**Document:**
==============================

"No obstacles are insurmountable when God commands and we obey"
- - Heber J. Grant
January 28, 2013
The Missing Children
by Melissa Howell

Where have all the children gone?

I notice their absence especially at the park, on warm summer days, or pleasant days when there is no school. Swings that sit motionless, slides bereft of little bodies happily pulled down the straight planks or curved tubes by gravity. Sometimes, it’s true, there are little bodies running and laughing and playing, but other times there are not, or else there are very few.

I suppose they have gone to day care, or to their other parent’s home, or to a slew of scheduled activities, or the like.

My dear friend has relayed stories about her mother, the quintessential ‘50s housewife, and how she and her friends would get together during the days to fold piles of laundry, laughing and talking while the children ran and played, thus making what is often a mundane chore all the more bearable, even enjoyable.

Call me naïve, but it sounds so simple, so appealing, that I sometimes find myself guilty of daydreaming of a time when more kids were around to just be kids, of the days when the stay-at-home-mom faction was a much stronger, much more prevalent force in our society.

The concept of the 1950s housewife carries such conflicted interpretations: were they really oppressed women who were miserable but nonetheless put on lipstick, heels and a happy face? Or were they happy in their seemingly simplified lives, able to find joy in the journeys they were on?

In past decades, we women have pushed and pushed and pushed, and then pushed some more. In many ways, I am grateful. I cherish my right to vote. I am grateful for my college degree. I love that I had the chance to get started in my chosen career before I became a mother.

==============================

**Given information:**

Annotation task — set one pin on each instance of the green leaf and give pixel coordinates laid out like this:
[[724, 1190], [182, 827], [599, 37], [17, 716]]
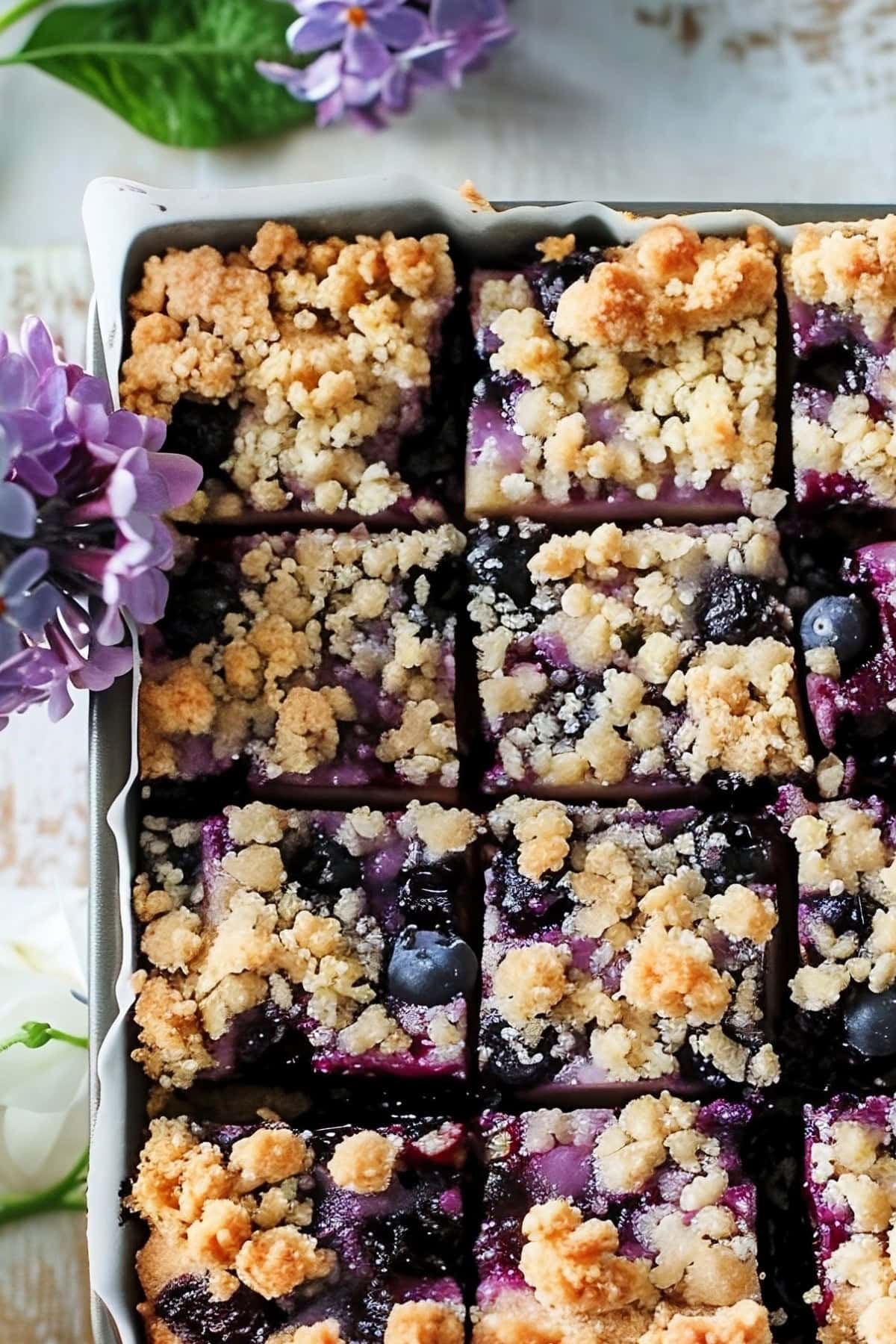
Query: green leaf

==============================

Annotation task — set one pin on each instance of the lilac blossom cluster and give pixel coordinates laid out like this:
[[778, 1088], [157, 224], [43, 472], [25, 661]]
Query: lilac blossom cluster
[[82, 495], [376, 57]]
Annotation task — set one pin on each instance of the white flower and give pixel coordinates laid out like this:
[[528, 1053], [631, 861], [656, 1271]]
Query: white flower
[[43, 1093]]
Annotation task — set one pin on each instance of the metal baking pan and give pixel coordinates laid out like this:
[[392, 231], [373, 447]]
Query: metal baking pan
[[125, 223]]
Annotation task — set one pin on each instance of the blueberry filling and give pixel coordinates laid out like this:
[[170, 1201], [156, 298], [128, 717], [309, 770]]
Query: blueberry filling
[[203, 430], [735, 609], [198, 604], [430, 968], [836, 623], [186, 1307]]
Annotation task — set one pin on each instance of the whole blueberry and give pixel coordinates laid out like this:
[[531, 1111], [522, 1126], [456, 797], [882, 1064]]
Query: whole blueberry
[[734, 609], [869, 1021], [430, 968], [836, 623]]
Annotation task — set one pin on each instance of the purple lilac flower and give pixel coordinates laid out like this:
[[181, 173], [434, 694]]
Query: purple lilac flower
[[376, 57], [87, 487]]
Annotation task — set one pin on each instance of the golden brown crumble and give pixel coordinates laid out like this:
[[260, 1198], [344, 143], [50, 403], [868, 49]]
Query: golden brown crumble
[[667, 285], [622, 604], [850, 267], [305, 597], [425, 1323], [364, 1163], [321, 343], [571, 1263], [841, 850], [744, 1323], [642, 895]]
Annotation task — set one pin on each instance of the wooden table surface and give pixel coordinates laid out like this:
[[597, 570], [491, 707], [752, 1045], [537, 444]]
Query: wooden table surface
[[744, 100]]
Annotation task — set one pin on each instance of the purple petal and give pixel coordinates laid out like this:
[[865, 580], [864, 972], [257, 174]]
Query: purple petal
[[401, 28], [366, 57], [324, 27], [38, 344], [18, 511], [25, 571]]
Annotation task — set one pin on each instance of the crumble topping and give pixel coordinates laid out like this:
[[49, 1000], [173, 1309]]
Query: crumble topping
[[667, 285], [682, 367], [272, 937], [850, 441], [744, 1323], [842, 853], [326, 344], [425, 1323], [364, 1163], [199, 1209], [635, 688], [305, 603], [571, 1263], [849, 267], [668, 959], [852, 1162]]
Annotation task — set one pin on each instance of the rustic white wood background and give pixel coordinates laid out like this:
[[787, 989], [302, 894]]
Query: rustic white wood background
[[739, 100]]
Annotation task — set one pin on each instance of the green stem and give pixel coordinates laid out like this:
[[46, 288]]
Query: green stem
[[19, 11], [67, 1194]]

==============================

**Work to complete:**
**A.** Translate this sentence from the essay on missing children into Spanish: "I cherish my right to vote."
**B.** Reproduce the essay on missing children starting with "I suppose they" and going on through "bearable, even enjoyable.".
Leave the items out of consideration here.

**Worked solutions:**
**A.** Valoro mi derecho al voto.

**B.**
I suppose they have gone to day care, or to their other parent’s home, or to a slew of scheduled activities, or the like.

My dear friend has relayed stories about her mother, the quintessential ‘50s housewife, and how she and her friends would get together during the days to fold piles of laundry, laughing and talking while the children ran and played, thus making what is often a mundane chore all the more bearable, even enjoyable.